═════ RECORDS PROVIDED ═════
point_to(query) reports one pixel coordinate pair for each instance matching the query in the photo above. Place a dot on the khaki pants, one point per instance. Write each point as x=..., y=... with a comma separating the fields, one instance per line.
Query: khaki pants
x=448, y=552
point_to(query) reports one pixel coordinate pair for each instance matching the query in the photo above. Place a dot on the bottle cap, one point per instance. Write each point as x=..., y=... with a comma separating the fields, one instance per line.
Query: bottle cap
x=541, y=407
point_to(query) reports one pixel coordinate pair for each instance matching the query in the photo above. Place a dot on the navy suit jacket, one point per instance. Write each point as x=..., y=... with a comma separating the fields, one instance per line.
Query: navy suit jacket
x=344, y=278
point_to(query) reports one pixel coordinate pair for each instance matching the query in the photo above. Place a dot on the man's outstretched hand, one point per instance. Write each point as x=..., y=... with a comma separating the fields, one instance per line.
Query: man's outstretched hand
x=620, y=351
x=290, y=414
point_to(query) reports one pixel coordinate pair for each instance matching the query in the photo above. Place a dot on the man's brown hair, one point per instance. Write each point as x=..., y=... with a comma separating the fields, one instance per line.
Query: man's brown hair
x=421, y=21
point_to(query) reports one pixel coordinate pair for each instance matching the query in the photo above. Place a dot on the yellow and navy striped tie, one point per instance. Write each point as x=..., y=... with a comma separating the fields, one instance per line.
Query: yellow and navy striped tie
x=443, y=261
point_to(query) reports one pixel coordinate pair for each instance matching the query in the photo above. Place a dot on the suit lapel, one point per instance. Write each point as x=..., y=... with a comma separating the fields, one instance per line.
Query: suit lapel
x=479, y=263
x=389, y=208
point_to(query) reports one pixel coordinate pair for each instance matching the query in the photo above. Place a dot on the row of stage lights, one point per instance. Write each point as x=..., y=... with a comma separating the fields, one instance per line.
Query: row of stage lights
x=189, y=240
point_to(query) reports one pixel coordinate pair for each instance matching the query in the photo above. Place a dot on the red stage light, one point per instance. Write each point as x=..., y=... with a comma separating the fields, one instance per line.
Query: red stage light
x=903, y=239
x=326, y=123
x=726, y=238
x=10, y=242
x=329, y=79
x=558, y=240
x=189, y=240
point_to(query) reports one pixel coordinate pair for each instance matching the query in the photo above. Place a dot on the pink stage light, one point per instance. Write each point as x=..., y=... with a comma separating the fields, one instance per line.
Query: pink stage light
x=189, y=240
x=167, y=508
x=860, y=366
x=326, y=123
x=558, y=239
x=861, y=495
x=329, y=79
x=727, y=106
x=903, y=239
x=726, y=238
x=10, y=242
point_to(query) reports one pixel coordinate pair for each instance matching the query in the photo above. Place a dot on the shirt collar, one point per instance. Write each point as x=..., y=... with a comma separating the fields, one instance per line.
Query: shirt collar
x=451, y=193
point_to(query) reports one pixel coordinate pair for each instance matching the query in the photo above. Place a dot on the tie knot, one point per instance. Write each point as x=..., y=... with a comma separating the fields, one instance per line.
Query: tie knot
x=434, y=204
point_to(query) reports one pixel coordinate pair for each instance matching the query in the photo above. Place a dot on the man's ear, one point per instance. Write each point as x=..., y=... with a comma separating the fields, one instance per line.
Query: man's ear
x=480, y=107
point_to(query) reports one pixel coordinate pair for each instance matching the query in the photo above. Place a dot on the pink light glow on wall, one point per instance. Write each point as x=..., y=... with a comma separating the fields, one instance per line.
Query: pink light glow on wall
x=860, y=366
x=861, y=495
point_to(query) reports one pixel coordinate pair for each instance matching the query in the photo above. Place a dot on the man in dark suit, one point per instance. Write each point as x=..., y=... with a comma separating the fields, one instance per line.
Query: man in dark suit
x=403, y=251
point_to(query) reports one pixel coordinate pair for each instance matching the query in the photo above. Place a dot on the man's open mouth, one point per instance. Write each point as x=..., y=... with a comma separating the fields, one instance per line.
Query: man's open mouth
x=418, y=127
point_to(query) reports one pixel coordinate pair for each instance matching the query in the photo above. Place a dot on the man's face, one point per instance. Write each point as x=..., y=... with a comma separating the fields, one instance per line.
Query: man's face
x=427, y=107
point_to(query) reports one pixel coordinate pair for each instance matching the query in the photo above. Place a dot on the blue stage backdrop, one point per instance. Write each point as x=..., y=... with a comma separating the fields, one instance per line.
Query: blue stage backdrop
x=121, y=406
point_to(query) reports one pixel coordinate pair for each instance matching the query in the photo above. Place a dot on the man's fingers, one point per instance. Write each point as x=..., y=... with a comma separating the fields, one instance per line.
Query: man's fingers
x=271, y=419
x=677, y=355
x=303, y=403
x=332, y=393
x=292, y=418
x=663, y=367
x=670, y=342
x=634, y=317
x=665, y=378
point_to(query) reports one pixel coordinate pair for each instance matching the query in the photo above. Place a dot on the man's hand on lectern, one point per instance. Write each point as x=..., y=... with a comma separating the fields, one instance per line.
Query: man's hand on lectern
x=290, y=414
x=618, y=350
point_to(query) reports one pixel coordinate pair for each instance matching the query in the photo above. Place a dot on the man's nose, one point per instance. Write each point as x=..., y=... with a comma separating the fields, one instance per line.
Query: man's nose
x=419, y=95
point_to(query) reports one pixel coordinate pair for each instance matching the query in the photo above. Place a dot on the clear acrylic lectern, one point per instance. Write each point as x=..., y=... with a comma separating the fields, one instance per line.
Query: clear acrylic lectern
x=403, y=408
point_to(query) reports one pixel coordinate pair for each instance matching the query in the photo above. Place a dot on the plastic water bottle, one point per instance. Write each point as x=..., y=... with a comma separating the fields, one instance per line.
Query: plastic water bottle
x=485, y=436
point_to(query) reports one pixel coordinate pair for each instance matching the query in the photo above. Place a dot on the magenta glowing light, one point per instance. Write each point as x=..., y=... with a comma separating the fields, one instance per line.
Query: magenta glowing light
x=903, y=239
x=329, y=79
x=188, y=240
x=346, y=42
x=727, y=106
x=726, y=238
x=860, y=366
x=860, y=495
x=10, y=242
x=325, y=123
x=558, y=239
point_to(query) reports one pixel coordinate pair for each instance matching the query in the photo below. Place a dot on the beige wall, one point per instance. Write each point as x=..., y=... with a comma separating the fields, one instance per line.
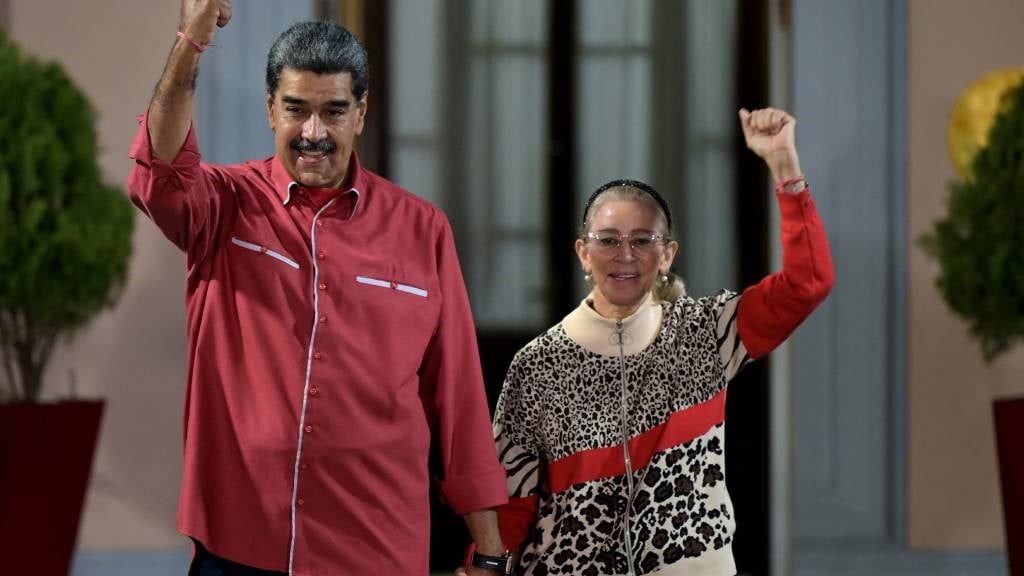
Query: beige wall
x=953, y=483
x=134, y=356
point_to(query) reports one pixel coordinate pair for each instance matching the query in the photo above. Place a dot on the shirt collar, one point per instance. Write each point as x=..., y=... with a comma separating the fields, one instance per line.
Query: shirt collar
x=284, y=186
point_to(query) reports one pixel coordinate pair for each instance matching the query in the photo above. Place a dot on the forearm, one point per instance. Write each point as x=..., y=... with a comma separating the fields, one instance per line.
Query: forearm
x=170, y=111
x=771, y=310
x=784, y=165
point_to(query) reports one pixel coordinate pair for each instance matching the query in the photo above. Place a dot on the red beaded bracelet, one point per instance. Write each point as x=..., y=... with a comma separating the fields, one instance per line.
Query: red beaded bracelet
x=792, y=186
x=199, y=47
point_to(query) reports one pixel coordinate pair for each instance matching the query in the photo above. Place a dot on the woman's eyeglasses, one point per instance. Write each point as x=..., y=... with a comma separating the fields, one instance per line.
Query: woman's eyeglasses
x=609, y=242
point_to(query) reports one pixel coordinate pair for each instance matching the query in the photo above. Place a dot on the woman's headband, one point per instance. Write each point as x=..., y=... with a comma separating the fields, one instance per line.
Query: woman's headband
x=636, y=184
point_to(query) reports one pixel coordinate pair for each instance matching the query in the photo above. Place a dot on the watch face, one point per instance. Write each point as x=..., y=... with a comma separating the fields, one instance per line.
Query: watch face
x=499, y=564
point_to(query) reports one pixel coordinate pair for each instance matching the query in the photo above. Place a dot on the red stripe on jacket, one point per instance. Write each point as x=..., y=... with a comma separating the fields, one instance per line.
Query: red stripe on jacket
x=680, y=427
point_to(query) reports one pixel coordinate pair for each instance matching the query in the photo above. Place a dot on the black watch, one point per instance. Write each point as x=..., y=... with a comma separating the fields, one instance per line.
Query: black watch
x=500, y=564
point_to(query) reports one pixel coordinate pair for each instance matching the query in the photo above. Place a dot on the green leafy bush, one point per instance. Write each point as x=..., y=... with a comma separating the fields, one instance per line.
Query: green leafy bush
x=65, y=236
x=980, y=243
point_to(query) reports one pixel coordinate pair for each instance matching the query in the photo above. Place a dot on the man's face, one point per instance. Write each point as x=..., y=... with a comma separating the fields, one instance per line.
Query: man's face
x=315, y=119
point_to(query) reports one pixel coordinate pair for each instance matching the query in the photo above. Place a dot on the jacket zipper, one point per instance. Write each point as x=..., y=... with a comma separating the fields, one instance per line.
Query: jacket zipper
x=626, y=451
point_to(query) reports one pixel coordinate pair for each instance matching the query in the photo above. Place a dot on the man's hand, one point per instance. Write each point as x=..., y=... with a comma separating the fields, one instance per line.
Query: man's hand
x=201, y=17
x=771, y=134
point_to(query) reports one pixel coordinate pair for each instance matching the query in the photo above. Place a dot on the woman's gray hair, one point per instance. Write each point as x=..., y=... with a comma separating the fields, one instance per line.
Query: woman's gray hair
x=322, y=47
x=633, y=191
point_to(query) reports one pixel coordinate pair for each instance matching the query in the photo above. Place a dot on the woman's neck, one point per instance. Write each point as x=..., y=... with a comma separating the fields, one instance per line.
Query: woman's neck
x=610, y=311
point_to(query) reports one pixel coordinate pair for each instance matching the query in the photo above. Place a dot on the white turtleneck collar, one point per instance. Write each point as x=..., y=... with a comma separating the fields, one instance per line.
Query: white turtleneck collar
x=594, y=332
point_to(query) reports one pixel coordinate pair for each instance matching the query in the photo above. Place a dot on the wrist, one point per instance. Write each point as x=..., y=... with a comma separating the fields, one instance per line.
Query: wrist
x=498, y=563
x=784, y=167
x=197, y=34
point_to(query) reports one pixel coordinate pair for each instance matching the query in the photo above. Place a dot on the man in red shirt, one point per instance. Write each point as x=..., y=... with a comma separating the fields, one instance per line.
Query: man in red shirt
x=331, y=345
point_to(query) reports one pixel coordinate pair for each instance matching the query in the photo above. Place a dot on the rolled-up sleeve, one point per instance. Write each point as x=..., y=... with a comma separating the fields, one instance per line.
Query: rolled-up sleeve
x=472, y=477
x=184, y=198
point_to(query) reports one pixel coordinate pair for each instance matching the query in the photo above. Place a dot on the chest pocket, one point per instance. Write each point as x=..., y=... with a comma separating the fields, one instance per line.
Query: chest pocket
x=278, y=255
x=397, y=314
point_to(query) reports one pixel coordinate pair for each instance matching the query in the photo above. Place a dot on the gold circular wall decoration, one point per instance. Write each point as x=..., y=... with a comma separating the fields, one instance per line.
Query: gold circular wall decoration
═════
# YOUR GOAL
Can you copy out, unchanged, the lines above from the very first one through the line holding "x=448, y=552", including both?

# REPLY
point_to(query) reports one pixel coordinate pair for each instance matching the query in the photo above. Place a dot on the khaki pants, one point per instance. Write each point as x=..., y=... with a comma separating the fields, one instance per line.
Query: khaki pants
x=448, y=552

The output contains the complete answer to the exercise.